---------- GIVEN INFORMATION

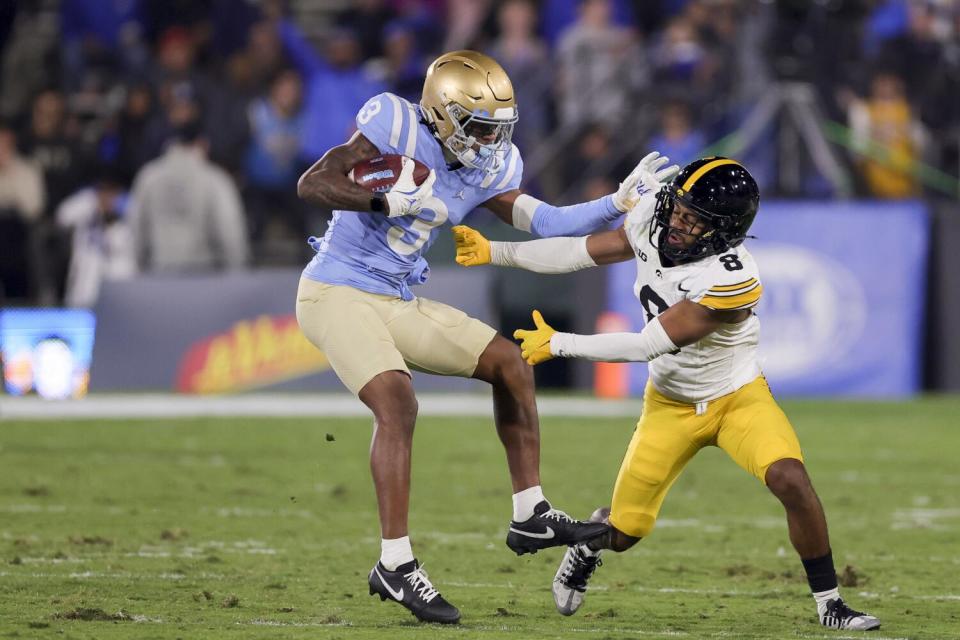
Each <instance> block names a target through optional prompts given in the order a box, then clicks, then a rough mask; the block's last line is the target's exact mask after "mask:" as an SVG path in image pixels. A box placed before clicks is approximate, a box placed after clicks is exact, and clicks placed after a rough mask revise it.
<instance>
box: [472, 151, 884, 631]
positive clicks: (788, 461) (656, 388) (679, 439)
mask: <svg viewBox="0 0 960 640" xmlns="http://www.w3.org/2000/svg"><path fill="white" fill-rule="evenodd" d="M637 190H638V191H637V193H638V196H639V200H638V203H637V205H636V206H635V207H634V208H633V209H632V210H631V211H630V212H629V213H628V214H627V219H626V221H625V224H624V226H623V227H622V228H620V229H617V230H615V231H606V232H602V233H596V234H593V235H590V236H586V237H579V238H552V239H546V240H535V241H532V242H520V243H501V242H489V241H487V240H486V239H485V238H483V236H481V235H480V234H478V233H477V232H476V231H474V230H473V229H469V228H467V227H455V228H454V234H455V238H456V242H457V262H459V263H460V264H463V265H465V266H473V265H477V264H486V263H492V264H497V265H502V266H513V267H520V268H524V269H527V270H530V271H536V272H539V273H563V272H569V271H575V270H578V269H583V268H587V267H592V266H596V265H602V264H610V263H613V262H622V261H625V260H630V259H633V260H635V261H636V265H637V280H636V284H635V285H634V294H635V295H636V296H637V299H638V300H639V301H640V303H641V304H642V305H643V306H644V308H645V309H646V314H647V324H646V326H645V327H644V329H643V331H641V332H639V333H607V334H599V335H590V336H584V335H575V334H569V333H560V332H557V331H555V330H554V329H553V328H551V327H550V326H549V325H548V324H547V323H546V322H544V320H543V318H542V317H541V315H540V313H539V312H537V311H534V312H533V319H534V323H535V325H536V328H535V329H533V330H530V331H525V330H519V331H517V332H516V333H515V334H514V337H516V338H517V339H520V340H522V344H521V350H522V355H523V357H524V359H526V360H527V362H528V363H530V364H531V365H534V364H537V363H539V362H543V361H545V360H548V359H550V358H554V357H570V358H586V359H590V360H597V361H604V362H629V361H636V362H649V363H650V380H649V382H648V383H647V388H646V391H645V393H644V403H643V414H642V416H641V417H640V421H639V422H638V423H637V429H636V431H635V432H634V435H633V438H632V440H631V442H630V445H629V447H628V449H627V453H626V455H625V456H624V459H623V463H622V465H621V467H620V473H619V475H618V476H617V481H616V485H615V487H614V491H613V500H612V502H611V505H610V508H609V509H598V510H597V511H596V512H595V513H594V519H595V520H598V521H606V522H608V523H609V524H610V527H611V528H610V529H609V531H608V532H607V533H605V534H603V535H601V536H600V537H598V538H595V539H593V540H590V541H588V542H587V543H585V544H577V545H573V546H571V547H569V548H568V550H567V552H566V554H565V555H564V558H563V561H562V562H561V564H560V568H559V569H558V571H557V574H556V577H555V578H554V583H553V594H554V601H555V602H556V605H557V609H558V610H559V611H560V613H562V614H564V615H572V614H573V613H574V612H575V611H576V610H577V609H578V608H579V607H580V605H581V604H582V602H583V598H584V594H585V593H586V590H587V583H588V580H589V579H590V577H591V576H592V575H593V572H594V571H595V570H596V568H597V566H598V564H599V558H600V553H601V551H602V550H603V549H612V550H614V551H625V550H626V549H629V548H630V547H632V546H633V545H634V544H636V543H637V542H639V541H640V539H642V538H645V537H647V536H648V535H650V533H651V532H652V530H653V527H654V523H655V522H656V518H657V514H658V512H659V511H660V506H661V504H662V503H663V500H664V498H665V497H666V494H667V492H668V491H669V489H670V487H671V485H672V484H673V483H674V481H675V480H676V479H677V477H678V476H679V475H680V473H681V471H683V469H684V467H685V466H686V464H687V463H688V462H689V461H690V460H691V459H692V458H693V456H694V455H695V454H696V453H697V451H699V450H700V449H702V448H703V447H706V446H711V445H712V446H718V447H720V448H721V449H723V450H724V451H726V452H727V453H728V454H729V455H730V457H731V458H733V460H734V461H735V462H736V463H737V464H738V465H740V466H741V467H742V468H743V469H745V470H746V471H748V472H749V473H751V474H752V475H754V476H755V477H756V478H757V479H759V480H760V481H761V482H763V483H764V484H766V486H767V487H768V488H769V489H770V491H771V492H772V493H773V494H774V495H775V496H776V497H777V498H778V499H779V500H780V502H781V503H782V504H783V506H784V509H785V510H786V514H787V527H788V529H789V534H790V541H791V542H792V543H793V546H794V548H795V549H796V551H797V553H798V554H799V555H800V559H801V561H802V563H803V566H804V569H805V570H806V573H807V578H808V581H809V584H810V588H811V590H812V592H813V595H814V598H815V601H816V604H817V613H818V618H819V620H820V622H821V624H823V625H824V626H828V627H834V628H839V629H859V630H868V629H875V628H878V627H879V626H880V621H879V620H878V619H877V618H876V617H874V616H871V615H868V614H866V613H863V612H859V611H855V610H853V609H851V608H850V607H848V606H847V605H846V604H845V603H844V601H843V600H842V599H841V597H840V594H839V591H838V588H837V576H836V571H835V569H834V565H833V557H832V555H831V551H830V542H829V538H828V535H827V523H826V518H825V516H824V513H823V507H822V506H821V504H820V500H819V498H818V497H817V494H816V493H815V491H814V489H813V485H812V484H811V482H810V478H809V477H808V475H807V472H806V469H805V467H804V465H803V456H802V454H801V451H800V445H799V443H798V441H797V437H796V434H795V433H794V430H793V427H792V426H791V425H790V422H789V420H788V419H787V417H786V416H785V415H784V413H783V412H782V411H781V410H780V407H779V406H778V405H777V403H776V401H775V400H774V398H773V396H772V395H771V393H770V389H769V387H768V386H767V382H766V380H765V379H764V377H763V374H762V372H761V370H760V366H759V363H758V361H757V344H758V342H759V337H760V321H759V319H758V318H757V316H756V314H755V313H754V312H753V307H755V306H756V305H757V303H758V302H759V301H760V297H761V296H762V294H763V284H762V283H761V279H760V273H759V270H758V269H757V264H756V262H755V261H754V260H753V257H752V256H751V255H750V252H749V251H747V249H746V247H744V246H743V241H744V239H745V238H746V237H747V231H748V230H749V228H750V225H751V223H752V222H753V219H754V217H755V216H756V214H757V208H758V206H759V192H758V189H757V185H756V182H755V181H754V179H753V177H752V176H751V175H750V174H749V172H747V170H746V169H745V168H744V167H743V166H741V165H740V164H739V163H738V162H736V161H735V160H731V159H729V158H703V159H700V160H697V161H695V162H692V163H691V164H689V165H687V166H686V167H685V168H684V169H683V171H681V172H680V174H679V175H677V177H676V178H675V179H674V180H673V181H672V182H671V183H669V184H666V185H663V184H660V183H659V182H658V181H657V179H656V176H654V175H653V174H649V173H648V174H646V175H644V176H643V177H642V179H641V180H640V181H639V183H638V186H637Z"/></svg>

--------------------

## WHAT THE TASK REQUIRES
Output the data above exactly, beginning at its first line and ending with the line that holds "box: [472, 151, 884, 631]". Leave out the pictures and add nothing.

## RESULT OF THIS EXERCISE
Each <instance> block names a target through optional prompts given in the order a box, then clicks, then a rough mask; the block's last line is the target's exact mask after "mask:" as an SVG path in image pixels. A box placed before clicks is approximate, a box placed after clicks is exact, and clicks placed after a rough mask revise it.
<instance>
box: [472, 151, 884, 631]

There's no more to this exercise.